#### [Passage to read]
— BEGIN —
Capillary Flow

In the process of parts cleaning, capillary flow can be our friend or our enemy – sometimes both at the same time.  So let’s take a minute or two to understand this interesting phenomenon.

Capillary flow is a property that is exhibited when liquids spontaneously penetrate narrow passageways.  The classic example of a capillary (narrow passageway) is a small internal diameter tube.  The following illustration demonstrates how three different liquids might respond in a capillary space.

Liquids climb to different heights in the same diameter capillary space depending on their properties.  The size and contact angle of the meniscus where the liquid meets the capillary wall also changes based on the properties of the liquid.
Liquids climb to different heights in the same diameter tube depending on their properties. The size and contact angle of the meniscus where the liquid meets the capillary wall will also change based on the properties of the liquid.

The flow of liquid into a capillary space is spontaneous and occurs without pressure, vacuum or any other outside influence.  The height (or depth) of penetration can, of course, be affected by pressure or vacuum but without them, the degree of penetration in similar capillary spaces is related most directly to the surface tension and specific gravity of the liquid.  The meniscus formed at the point where the liquid contacts the surface of the capillary space is analogous to the contact angle measurement for surface tension.   Contact angle was discussed in previous blogs as both an indicator of cleanliness (if the liquid is held constant) or as a measure of surface tension of a liquid (if the contact surface is maintained constant).

Although we often think of capillaries as tubes, the same phenomenon will occur wherever there are closely spaced surfaces of any geometry including flat plates or more complex shapes like screw threads in contact with a threaded fastener or tapped hole.
— END —
#### [List of tasks]
**1)** For each statement below, say yes or no depending on whether it agrees with the capillary flow passage, and quote the deciding words of the passage: (a) Liquid flows into a capillary space only when pressure or vacuum is applied. (b) Liquids climb to different heights in the same diameter tube depending on their properties. (c) Capillary flow happens only in tubes.
**2)** Write out everything in the capillary flow passage from "In the process" down to "a capillary space.".
**3)** Translate this sentence from the capillary flow passage into Spanish: "The classic example of a capillary (narrow passageway) is a small internal diameter tube."

(Location labeling records)
— BEGIN —
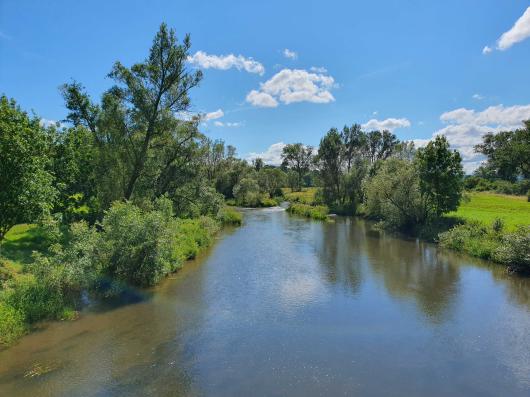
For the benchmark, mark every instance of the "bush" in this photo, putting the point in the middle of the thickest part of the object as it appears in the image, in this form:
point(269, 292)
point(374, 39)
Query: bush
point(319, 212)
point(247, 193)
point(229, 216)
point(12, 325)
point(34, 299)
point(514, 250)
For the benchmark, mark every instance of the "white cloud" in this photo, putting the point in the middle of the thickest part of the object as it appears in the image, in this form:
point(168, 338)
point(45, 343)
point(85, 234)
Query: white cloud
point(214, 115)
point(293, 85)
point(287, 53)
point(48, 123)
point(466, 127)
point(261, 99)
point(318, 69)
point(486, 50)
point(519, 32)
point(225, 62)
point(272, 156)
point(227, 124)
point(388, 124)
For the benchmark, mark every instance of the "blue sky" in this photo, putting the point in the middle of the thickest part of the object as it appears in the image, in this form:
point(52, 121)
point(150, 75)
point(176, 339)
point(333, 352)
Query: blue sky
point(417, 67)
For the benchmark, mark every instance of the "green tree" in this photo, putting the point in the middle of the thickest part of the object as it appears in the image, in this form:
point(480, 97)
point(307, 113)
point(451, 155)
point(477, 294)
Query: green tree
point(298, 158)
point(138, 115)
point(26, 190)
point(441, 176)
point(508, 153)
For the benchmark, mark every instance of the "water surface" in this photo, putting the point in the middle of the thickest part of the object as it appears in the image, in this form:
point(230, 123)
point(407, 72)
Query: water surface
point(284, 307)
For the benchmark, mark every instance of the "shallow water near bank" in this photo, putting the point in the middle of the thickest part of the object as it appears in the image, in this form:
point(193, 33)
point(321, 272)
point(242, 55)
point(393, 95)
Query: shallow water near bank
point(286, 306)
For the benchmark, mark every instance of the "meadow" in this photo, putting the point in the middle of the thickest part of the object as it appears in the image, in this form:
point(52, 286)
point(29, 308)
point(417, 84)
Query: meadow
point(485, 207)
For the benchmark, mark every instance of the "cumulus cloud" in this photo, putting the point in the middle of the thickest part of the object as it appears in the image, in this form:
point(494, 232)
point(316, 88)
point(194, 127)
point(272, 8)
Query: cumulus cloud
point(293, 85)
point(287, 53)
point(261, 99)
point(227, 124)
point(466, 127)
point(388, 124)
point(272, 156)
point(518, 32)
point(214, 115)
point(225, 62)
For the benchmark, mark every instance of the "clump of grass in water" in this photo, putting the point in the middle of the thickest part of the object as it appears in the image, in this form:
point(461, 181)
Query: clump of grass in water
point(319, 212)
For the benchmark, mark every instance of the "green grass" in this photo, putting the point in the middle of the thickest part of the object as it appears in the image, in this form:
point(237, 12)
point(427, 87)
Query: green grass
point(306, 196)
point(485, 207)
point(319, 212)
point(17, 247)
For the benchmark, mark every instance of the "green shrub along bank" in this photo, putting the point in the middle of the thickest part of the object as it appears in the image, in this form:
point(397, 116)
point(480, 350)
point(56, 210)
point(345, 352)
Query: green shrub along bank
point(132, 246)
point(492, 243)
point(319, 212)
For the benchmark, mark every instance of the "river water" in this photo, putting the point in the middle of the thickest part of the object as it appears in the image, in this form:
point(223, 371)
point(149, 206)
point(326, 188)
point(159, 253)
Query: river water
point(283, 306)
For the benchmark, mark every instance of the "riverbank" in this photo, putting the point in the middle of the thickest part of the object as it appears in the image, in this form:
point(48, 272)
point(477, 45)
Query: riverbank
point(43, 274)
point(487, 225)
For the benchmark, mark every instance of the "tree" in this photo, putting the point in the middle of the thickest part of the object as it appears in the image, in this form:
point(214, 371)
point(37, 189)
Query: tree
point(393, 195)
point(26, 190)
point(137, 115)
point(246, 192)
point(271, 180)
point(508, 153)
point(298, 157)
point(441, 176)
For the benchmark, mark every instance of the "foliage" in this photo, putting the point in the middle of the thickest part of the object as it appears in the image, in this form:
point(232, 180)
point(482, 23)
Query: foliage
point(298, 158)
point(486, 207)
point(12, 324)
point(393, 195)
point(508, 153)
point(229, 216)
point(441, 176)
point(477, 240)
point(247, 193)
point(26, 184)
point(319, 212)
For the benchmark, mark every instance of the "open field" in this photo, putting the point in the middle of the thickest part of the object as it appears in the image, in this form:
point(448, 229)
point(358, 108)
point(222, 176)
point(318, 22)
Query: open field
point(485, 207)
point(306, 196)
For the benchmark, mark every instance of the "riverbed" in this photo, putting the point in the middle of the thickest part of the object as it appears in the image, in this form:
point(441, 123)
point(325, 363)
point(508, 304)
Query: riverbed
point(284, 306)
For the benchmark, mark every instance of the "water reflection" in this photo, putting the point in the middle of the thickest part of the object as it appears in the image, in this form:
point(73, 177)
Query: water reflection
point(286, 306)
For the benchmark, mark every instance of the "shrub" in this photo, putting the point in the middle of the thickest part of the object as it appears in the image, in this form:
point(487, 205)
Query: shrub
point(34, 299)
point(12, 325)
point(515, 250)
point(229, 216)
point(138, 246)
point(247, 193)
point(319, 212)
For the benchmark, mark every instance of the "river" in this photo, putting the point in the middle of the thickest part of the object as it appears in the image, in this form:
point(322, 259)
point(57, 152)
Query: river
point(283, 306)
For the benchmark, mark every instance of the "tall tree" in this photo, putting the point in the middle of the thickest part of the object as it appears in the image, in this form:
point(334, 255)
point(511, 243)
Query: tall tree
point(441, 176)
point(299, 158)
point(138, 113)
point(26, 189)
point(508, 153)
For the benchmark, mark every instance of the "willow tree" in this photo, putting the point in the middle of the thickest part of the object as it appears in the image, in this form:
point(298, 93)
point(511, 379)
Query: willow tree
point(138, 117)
— END —
— BEGIN —
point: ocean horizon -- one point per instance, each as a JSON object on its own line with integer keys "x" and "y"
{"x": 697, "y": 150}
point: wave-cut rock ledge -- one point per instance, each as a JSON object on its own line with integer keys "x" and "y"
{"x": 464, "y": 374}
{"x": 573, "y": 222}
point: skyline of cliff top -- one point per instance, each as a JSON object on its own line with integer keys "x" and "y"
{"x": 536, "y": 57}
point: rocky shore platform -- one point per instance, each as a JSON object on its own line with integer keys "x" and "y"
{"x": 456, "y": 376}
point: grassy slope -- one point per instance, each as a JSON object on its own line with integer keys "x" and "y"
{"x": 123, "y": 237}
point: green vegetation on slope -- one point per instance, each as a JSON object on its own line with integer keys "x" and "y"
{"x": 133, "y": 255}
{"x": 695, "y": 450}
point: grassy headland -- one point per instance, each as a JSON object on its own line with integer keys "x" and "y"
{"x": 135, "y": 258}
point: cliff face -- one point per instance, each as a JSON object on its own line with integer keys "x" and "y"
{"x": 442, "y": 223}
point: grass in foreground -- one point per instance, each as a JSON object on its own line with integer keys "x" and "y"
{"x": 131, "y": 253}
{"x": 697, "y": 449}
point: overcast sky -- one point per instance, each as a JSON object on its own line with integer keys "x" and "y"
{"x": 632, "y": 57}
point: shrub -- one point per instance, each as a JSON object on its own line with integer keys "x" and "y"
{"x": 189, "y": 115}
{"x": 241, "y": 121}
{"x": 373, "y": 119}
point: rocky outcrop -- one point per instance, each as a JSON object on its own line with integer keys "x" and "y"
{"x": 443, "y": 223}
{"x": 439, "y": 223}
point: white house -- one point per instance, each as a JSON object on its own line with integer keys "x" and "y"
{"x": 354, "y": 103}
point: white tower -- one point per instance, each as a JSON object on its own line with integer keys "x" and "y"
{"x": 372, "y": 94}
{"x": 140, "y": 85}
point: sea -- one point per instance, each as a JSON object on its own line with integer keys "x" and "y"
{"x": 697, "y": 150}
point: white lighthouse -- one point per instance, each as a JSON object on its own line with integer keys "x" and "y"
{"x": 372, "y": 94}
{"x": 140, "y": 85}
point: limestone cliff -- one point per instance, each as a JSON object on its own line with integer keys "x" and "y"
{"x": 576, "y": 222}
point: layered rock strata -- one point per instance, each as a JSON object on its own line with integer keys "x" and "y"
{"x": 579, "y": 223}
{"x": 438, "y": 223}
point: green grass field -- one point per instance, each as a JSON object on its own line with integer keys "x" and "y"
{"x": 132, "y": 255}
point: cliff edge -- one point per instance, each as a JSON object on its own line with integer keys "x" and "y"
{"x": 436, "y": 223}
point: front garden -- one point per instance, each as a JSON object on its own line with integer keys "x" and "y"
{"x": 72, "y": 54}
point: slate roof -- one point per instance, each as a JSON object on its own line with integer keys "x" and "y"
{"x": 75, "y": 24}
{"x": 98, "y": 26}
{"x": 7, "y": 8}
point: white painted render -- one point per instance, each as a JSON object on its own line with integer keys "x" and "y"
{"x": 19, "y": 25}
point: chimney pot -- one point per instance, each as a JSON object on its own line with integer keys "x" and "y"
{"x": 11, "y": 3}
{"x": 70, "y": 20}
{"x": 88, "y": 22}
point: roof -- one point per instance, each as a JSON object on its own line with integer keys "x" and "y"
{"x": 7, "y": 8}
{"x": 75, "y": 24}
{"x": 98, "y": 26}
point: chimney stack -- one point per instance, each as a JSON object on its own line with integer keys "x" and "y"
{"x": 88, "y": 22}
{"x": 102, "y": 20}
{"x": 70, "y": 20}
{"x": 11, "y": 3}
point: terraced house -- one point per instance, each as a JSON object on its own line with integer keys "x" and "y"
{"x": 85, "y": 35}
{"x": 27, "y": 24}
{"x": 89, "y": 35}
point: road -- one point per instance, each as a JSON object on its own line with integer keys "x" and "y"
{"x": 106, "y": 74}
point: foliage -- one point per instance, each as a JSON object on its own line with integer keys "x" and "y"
— END —
— BEGIN —
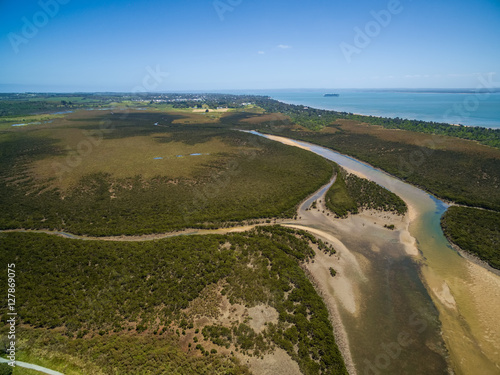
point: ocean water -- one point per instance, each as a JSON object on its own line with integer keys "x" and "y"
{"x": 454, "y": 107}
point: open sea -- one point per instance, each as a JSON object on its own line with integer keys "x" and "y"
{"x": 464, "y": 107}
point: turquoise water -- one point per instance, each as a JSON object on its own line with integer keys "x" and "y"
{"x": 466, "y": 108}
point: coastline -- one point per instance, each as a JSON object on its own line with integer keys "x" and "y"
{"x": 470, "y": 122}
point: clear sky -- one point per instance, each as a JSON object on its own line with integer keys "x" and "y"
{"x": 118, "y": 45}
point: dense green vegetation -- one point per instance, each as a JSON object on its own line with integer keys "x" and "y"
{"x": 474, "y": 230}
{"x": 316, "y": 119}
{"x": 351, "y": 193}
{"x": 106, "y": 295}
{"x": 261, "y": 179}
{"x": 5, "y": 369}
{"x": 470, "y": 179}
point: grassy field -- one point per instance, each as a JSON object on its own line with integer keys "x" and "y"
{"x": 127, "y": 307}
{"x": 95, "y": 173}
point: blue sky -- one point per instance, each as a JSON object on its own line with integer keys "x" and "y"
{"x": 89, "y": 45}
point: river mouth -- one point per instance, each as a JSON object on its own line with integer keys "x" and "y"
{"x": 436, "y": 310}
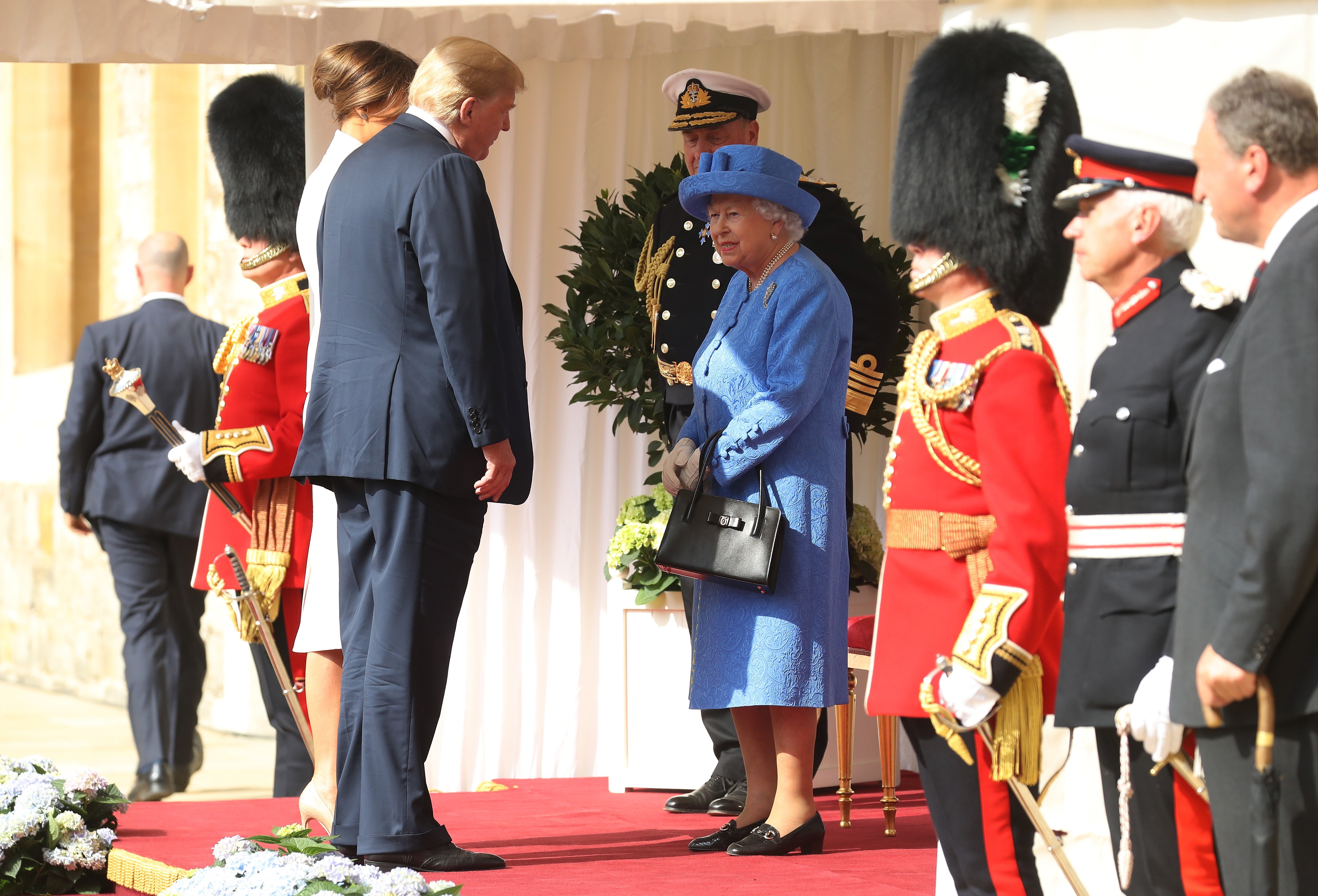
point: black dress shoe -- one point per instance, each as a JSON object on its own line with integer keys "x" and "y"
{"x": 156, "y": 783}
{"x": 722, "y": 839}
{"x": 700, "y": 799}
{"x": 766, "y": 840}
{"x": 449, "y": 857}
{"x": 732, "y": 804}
— END —
#### [Task results]
**1)**
(a) No: "The flow of liquid into a capillary space is spontaneous and occurs without pressure, vacuum or any other outside influence."
(b) Yes: "Liquids climb to different heights in the same diameter tube depending on their properties."
(c) No: "the same phenomenon will occur wherever there are closely spaced surfaces of any geometry"

**2)**
In the process of parts cleaning, capillary flow can be our friend or our enemy – sometimes both at the same time.  So let’s take a minute or two to understand this interesting phenomenon.

Capillary flow is a property that is exhibited when liquids spontaneously penetrate narrow passageways.  The classic example of a capillary (narrow passageway) is a small internal diameter tube.  The following illustration demonstrates how three different liquids might respond in a capillary space.

**3)** El ejemplo clásico de un capilar (paso estrecho) es un tubo de diámetro interno pequeño.